---------- Exercise materials

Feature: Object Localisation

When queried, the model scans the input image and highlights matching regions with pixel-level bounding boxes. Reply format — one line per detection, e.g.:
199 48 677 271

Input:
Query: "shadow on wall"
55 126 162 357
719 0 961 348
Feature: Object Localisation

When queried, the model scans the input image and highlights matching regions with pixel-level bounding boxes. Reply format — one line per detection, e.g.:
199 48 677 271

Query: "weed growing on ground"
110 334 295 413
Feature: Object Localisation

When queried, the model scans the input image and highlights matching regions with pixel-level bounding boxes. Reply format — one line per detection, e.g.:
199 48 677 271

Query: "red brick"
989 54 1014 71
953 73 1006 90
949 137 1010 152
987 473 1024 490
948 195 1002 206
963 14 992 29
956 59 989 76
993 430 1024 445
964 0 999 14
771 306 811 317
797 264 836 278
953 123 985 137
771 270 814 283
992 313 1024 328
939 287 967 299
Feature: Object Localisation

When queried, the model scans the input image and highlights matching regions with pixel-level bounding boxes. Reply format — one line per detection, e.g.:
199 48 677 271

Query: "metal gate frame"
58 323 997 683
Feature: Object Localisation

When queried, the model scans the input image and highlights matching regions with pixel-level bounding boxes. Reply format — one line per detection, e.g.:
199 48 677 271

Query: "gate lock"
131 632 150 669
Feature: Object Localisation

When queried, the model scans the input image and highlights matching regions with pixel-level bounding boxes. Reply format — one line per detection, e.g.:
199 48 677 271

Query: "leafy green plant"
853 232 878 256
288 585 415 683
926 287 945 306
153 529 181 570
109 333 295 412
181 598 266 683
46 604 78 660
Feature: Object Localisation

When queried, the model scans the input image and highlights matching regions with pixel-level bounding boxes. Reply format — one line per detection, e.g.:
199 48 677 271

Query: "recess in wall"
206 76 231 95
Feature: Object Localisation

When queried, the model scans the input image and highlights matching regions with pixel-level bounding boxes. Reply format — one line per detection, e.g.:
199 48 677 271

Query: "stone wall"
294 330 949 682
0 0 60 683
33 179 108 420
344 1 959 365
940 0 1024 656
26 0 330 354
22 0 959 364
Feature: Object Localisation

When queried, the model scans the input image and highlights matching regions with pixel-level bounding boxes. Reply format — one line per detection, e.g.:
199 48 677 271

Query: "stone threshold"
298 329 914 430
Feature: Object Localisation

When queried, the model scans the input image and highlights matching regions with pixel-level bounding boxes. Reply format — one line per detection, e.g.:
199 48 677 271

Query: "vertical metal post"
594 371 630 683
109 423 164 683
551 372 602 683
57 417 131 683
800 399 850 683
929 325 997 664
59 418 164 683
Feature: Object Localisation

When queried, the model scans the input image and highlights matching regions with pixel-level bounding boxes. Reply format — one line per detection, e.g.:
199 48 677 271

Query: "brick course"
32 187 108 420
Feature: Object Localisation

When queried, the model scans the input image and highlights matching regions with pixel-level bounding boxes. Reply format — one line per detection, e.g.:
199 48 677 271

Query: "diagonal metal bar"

--------------------

Do this
Please carry over everything from the start of the lines above down to the one containing "719 0 961 348", requests included, adding -33 to every box coordinate in the answers.

Exercise result
Feature: Object Localisation

When queried, the model scans the input image and highlights matching regions with pixel-level bounding boxes. Reply format — one line per detection, e.g.:
199 48 677 271

Input:
Query: "shadow on wall"
22 93 129 324
686 -33 928 315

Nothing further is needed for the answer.